● **EXCERPTED PASSAGE**:

At the end of last week we found out that the UK national debt now totals more than 100% of our GDP (our entire economy). This is the first time this has happened in over 60 years.
Of course it was to be expected with the huge amount of spending the government is doing to help support the economy.
As I’ve said previously, it can be worrying to see the national debt shoot up however this is war time spending where anything goes. We are in a war against the virus and this should mean this massive jump in government spending is a one-off. Failure to do it could have resulted in far more longer term damage to the economy.
A big debt pile only becomes a problem if the cost of paying for that debt is high. Luckily the UK government is able to borrow at extremely low interest rates and therefore we will just have to live with the bigger debt for now.
Talking of spending, the Bank of England announced they would purchase another £100 billion worth of government debt which again will help keep interest rates low and provide confidence to investors.
Interestingly they didn’t reduce the bank base rate any further which could be taken as a sign they think things are picking up.
There was more evidence of this in the latest manufacturing and services purchasing managers index (a survey of over a hundred leading UK companies) for June which showed market conditions improving to levels at or close to before the virus struck.
There was a sizeable fall in stock markets yesterday with the FTSE 100 falling around 3% leading to an overall weekly decline.

Excerpts from a dataset:
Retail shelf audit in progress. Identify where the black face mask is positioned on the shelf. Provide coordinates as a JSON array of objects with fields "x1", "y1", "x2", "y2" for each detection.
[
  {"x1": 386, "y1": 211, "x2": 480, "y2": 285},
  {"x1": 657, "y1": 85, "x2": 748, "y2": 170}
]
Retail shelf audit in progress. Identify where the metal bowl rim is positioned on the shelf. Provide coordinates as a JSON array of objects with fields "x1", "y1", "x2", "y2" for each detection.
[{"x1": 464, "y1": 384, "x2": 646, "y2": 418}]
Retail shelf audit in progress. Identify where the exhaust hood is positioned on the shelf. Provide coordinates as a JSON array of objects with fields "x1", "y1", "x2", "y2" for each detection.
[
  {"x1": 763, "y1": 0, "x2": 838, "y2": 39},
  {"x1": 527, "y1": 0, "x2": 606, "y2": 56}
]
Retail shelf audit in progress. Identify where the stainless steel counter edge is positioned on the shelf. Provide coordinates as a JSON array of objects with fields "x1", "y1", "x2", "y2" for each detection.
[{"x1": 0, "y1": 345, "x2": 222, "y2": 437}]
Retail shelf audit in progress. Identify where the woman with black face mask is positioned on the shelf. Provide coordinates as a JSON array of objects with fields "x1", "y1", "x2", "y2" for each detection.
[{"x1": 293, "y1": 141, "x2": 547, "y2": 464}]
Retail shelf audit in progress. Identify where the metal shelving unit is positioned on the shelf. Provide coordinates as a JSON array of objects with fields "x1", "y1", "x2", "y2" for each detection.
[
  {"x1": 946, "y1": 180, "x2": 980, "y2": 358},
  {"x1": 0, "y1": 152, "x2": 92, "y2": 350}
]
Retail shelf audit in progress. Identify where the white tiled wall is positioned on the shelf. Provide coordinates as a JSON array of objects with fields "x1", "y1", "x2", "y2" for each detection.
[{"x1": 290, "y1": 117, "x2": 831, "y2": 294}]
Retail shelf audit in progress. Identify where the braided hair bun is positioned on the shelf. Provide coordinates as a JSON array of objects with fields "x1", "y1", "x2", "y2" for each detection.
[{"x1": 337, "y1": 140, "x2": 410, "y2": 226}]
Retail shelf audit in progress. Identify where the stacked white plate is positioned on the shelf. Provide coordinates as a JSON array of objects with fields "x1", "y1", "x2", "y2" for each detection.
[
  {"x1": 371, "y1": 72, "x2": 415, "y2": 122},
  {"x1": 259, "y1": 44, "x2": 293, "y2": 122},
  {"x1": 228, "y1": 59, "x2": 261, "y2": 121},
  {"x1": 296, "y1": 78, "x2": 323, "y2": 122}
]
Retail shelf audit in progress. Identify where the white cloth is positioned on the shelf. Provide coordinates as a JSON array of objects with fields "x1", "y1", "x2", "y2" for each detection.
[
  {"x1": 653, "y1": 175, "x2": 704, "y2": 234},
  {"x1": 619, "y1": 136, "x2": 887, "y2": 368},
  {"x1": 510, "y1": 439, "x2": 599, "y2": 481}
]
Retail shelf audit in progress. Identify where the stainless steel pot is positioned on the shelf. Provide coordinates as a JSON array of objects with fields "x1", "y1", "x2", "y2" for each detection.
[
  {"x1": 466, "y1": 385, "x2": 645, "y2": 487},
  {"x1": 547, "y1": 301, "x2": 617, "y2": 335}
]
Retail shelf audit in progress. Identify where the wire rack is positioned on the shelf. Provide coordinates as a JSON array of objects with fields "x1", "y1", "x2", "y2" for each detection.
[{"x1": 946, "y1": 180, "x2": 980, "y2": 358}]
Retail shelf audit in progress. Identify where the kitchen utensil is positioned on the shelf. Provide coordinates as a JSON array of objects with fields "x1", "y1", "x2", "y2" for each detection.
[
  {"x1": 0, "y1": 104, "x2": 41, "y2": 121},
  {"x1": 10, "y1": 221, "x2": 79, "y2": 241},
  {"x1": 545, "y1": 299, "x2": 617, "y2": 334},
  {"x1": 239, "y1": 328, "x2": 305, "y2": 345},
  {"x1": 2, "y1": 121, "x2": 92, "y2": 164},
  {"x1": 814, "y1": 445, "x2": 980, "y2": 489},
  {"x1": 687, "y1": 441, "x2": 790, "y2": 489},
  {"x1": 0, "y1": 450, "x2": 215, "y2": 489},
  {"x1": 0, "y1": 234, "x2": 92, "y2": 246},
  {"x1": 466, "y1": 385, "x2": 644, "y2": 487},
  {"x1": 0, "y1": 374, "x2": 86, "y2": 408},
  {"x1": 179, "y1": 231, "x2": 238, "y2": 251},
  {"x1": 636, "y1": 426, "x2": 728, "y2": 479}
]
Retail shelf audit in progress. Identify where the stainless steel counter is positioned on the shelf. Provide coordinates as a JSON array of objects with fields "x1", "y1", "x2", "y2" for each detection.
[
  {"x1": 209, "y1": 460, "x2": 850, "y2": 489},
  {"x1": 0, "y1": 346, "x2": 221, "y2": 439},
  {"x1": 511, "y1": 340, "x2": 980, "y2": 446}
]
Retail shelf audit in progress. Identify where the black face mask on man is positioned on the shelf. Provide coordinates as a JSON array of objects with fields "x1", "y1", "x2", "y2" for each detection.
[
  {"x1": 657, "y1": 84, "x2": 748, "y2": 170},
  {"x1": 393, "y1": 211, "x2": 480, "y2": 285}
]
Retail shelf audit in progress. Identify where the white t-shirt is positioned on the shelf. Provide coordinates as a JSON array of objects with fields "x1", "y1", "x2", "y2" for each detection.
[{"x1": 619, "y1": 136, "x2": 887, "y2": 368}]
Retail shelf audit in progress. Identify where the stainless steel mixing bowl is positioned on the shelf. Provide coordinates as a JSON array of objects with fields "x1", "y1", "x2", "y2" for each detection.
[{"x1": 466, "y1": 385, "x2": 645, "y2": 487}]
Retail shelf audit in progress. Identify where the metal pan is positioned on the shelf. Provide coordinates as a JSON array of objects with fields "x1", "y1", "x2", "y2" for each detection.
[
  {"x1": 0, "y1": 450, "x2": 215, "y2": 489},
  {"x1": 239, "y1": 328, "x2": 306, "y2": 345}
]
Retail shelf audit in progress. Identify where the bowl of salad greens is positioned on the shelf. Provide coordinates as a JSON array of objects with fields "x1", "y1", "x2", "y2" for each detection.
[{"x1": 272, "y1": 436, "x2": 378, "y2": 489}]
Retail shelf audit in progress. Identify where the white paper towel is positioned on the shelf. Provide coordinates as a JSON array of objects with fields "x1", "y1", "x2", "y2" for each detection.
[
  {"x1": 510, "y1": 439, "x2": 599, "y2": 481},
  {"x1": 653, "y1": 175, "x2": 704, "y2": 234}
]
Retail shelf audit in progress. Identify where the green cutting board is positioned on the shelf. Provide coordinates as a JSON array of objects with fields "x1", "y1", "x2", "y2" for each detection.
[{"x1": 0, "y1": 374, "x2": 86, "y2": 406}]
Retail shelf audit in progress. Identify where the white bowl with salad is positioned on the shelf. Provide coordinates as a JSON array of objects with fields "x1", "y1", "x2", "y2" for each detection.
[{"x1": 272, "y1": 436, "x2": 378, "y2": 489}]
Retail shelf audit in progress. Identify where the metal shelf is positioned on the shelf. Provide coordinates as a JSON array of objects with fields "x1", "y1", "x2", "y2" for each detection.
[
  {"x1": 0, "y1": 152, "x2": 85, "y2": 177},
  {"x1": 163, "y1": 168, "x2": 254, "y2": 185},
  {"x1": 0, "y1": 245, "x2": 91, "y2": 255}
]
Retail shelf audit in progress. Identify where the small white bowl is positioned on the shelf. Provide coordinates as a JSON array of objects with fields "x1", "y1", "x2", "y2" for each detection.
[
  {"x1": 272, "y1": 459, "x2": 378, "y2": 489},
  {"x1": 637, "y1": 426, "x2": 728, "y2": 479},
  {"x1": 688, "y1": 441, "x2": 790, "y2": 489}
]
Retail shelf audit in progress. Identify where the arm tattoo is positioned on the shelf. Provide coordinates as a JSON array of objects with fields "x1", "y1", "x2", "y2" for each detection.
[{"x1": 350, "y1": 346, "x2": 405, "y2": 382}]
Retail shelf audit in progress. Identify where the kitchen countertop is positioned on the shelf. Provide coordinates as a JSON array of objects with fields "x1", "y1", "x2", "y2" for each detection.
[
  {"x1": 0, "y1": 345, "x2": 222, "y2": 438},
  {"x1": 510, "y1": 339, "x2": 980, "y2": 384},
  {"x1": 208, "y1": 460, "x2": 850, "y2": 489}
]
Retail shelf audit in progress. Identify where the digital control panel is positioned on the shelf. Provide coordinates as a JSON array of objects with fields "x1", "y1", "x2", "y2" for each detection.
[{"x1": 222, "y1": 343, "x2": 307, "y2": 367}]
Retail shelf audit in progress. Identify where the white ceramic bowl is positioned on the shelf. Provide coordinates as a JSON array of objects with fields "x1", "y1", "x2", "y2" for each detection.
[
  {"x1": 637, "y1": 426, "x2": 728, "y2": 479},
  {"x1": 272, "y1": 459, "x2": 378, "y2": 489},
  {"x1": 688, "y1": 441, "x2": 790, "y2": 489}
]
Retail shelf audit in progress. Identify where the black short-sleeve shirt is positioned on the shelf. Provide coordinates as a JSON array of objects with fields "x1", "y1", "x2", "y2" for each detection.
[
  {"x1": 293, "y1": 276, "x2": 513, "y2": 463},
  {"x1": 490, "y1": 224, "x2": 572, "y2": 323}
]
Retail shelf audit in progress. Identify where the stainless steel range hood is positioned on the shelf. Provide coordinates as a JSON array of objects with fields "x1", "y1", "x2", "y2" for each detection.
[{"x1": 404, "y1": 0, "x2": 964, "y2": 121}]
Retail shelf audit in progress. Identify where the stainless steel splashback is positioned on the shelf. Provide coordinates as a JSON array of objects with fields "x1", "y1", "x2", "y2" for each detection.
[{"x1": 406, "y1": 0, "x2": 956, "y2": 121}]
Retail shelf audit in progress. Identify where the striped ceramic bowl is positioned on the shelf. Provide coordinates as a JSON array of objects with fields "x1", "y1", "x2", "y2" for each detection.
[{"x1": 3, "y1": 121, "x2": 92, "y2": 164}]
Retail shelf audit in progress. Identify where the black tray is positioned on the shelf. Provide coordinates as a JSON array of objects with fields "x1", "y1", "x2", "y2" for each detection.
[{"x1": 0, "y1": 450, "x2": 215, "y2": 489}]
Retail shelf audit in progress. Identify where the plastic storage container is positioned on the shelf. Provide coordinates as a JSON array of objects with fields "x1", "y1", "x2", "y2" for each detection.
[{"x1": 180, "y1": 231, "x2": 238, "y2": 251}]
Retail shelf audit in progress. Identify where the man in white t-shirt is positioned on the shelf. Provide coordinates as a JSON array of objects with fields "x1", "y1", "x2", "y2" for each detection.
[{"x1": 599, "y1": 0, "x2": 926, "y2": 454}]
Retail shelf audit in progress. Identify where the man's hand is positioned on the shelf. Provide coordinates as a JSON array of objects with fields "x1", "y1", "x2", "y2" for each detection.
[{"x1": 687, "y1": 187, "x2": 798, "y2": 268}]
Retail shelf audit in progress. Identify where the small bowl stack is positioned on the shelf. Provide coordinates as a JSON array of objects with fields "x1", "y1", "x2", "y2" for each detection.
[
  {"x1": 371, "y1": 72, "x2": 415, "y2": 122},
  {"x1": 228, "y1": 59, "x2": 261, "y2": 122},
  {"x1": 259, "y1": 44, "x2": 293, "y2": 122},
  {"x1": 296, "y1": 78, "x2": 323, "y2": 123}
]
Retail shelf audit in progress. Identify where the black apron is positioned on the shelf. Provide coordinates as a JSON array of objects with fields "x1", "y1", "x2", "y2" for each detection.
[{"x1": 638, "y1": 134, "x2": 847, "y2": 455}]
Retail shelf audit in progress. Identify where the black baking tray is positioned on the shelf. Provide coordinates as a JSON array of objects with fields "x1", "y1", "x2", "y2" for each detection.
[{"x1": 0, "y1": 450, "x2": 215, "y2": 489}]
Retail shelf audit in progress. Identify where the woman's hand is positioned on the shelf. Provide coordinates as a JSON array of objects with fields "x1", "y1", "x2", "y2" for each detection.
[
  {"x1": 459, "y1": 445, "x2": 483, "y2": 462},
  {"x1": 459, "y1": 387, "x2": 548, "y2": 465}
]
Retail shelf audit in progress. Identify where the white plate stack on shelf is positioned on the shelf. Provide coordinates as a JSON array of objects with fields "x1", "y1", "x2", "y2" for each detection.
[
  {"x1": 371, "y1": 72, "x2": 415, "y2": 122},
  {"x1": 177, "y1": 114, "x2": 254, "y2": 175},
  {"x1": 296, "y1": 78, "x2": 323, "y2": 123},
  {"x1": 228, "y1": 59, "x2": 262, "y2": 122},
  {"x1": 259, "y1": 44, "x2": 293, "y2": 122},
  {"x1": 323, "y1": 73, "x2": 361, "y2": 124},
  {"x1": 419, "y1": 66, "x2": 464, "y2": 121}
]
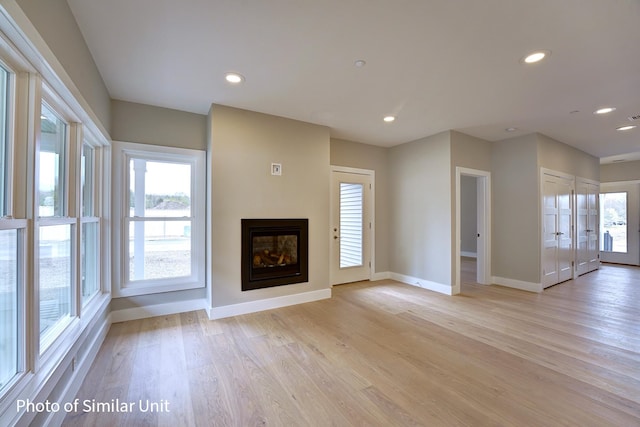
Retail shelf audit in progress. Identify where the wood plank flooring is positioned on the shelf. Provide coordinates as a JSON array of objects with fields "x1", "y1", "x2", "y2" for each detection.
[{"x1": 64, "y1": 262, "x2": 640, "y2": 427}]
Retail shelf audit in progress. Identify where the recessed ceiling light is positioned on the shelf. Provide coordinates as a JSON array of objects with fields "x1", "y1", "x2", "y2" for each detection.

● **EXERCISE TASKS**:
a – In the commentary on UK national debt, how much more government debt did the Bank of England announce it would buy?
b – Continue the commentary on UK national debt from the point where it stops.

● **TASK ANSWERS**:
a – Another £100 billion worth.

b –
There are two main issues troubling investors. The first being an increase in new Covid-19 cases, mainly in Germany and the US. With more understanding of the virus and better systems in place to manage it, hopefully these governments will get on top of it quickly.
Secondly, the US are planning to launch $3 billion worth of tariffs on European and UK goods meaning it will cost Americans more to buy stuff from these countries, which will put them off and impact European and UK sales.
The markets don’t like tariffs as it disrupts world trade and no one really wins as in the end everything becomes more expensive. This is because Europe will likely retaliate, meaning Europeans pay more for US goods, impacting US sales.
Hopefully this is just another one of President Trump’s hard man acts which soon settles down once he collects the positive spin he needs and then sees reason.
Stock market linked investments and any income from them, can fall as well as rise and is not guaranteed. Any figures quoted are for illustrative purposes and should not be taken as a forecast or guarantee. Past performance should not be seen as an indication of future returns and clients may get back less than they have invested.